= Exercise =
Update the lines from the one containing "In this photo, each instance of the paved" through the last line, replacing "marker" with "dot" and changing nothing else. Give only those lines.

= The records =
********************
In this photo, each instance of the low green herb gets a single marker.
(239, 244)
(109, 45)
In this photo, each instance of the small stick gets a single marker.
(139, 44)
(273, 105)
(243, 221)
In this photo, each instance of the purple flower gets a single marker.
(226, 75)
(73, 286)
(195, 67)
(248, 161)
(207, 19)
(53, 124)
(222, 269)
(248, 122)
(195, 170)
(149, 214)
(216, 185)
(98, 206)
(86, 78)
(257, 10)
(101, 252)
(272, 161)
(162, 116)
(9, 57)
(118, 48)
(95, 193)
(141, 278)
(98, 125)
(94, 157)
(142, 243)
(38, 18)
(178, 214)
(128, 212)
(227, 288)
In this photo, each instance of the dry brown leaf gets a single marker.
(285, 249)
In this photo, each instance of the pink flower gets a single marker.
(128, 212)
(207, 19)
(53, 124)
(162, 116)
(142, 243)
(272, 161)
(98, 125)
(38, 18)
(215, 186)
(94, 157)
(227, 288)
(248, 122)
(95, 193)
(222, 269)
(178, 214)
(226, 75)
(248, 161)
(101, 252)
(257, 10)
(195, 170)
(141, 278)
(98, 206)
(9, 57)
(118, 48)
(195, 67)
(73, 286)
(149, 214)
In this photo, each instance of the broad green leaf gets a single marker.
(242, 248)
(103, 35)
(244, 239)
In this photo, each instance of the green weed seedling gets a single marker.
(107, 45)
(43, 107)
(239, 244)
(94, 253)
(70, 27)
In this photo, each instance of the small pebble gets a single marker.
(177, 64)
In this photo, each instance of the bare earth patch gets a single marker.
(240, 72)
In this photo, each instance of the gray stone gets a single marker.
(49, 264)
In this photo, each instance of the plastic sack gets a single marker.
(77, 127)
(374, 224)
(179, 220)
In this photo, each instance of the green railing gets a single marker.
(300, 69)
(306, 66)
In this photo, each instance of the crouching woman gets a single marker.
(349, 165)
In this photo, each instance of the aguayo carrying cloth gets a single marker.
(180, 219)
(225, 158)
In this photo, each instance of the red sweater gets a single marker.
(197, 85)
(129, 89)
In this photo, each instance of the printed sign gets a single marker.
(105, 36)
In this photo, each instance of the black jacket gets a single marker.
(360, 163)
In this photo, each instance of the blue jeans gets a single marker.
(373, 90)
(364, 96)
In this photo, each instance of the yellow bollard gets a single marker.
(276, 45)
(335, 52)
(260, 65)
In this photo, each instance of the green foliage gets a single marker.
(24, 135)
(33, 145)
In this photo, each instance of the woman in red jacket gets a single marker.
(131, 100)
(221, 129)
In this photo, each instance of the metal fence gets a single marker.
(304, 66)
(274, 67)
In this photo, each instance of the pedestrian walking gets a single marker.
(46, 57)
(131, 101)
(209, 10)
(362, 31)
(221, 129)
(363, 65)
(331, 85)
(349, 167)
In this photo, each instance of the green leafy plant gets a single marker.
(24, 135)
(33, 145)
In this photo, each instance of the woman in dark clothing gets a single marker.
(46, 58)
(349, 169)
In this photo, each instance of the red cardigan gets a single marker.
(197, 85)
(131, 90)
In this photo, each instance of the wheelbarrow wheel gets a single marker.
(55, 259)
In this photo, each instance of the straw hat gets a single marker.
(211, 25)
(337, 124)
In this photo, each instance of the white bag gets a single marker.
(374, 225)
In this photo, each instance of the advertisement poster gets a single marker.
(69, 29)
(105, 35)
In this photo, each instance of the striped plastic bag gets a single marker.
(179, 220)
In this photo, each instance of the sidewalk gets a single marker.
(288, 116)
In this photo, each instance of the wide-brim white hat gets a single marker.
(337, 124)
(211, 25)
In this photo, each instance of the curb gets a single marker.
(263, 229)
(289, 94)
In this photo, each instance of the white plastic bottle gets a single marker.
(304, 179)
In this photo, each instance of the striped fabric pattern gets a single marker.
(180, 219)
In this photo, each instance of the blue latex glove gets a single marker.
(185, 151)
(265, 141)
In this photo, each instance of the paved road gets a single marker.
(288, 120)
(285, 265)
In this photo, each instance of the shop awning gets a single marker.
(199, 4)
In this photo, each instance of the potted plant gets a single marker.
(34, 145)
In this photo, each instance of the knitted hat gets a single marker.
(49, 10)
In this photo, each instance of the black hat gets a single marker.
********************
= Task response =
In this photo, each instance of the paved road gets a single dot.
(288, 120)
(285, 265)
In this photo, each instance of the shop awning gets a single dot.
(199, 4)
In this photo, each instance of the potted plant gets a single dot.
(34, 145)
In this photo, each instance of the knitted hat gets a single dot.
(49, 10)
In this photo, each instance of the black hat gets a single dot.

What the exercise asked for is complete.